▶ Фрагмент текста
——————

Вернемся на время к нашему французскому путешественнику, Легевелю де Лакомбу, которого на наших глазах с таким энтузиазмом приветствовала шестнадцатилетняя дочь туземного вождя в приморском городке Андевуранту. Во время своего путешествия Лакомб нанимал знаменитого омбиази, или знахаря-астролога, обучить его основам астрологии, прорицательства и совершения заклинаний.

Астрология малагасийцев основана на арабском лунном календаре и в то время все еще обычно отождествлялась с тайным знанием из далеких краев; лучшими специалистами в этой области считались племена антемуру и зафираминиа с территорий близ Форт-Дофина (в основном ассимилированные мистики из суннитов Восточной Африки и шиитов с острова Суматра, в равной мере претендовавшие на арабское происхождение). Последние в особенности широко распространились по всему острову, используя свои профессиональные навыки, чтобы стать при королевских дворах визирями. Считается, что на территории племени бецимисарака было какое-то предприятие антемуру, на котором производилась бумага из коры шелковицы, главным образом для записи заклинаний, а неподалеку от городка Ивундру — поселение племени зафираминиа. Но у бецимисарака также были прорицатели и знахари — и мужчины, и женщины.

Лакомб не сообщает ничего о происхождении своего наставника, но особо подчеркивает, что у местных магические знания, видимо, связаны с двумя мифологическими фигурами: великаном Дарафифи и ведьмой Махао. Дарафифи — популярный герой малагасийского фольклора, пример доброго воителя, властителя и путешественника, который бродил взад и вперед по острову в поисках чего-то достойного его участия, созидая различные пейзажи и по случаю вступая в поединки с великанами-соперниками. Махао, напротив, героиня исключительно местного значения; о ней мы знаем лишь от Лакомба. Эти двое находились в явном противостоянии: один был покровителем белой магии, другая, по всей видимости, любовной магии и ведьмовства. Представление об условиях их противостояния можно получить из сказки о трех озерах, расположенных в лесах вокруг городка Таматаве, — Разуабе, Разуамасаи и Нуси-бе.

Два первых были одним двойным озером; как говорят, названия свои они получили по именам двух жен Дарафифи, который прежде устроил здесь их рисовые поля (себе великан оставил полоску земли между загонами для скота). Ферран записал эту сказку, когда услышал ее от одной женщины бецимисарака из Таматаве.

Разуабе и Разуамасаи были женами великана Дарафифи. Они жили рядом с этими озерами, которые великан подарил им, чтобы те могли сажать рис. Однажды, когда мужа не было дома, женщины изменили ему. Дарафифи узнал об этом и бросил одну жену в одно озеро, а другую — в другое; эти озера носят теперь их имена. Разуабе и Разуамасаи построили под водой новые деревни и живут там со своими быками и рабами. Говорят, когда вода спокойна, в глубине озера видны хижины.

——————

▶ Задание 1
На каком календаре, согласно фрагменту, основана астрология малагасийцев?

——————

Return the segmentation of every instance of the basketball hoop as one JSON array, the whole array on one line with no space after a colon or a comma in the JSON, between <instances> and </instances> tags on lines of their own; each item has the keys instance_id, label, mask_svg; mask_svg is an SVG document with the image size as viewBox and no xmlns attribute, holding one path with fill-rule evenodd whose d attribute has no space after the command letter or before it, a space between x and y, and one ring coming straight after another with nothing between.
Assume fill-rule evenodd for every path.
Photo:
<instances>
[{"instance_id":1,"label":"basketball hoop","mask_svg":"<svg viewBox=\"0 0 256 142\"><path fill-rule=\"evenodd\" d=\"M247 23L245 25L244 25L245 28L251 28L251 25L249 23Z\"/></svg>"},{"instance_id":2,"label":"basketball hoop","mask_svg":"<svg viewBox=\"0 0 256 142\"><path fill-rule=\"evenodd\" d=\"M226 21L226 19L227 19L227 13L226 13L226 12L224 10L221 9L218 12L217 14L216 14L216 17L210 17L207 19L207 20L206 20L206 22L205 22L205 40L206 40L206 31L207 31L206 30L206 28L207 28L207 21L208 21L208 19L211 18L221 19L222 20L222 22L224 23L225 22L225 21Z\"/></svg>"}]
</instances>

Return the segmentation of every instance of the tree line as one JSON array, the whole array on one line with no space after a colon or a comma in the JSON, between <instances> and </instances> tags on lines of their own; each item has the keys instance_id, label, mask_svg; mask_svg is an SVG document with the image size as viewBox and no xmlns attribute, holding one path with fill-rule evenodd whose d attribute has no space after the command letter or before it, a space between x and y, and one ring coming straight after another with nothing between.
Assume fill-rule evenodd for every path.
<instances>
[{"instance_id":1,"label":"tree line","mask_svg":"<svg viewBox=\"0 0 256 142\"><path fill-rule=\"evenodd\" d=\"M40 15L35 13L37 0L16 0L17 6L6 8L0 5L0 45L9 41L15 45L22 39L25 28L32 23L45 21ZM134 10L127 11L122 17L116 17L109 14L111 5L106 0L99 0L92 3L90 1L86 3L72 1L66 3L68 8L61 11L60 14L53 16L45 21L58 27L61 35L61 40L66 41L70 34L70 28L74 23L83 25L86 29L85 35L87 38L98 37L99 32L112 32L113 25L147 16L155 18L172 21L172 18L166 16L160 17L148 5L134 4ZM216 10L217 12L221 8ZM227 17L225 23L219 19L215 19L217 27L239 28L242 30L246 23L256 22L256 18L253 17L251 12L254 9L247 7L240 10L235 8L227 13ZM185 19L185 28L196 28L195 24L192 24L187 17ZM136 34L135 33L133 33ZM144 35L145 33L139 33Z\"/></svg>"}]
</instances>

——————

▶ Задание 2
Пожалуйста, определите в перечне все строки со словом "holding" и выпишите их.

▶ Ответ на задание 1
На арабском лунном календаре.

▶ Ответ на задание 2
Return the segmentation of every instance of the basketball hoop as one JSON array, the whole array on one line with no space after a colon or a comma in the JSON, between <instances> and </instances> tags on lines of their own; each item has the keys instance_id, label, mask_svg; mask_svg is an SVG document with the image size as viewBox and no xmlns attribute, holding one path with fill-rule evenodd whose d attribute has no space after the command letter or before it, a space between x and y, and one ring coming straight after another with nothing between.
Return the segmentation of every instance of the tree line as one JSON array, the whole array on one line with no space after a colon or a comma in the JSON, between <instances> and </instances> tags on lines of their own; each item has the keys instance_id, label, mask_svg; mask_svg is an SVG document with the image size as viewBox and no xmlns attribute, holding one path with fill-rule evenodd whose d attribute has no space after the command letter or before it, a space between x and y, and one ring coming straight after another with nothing between.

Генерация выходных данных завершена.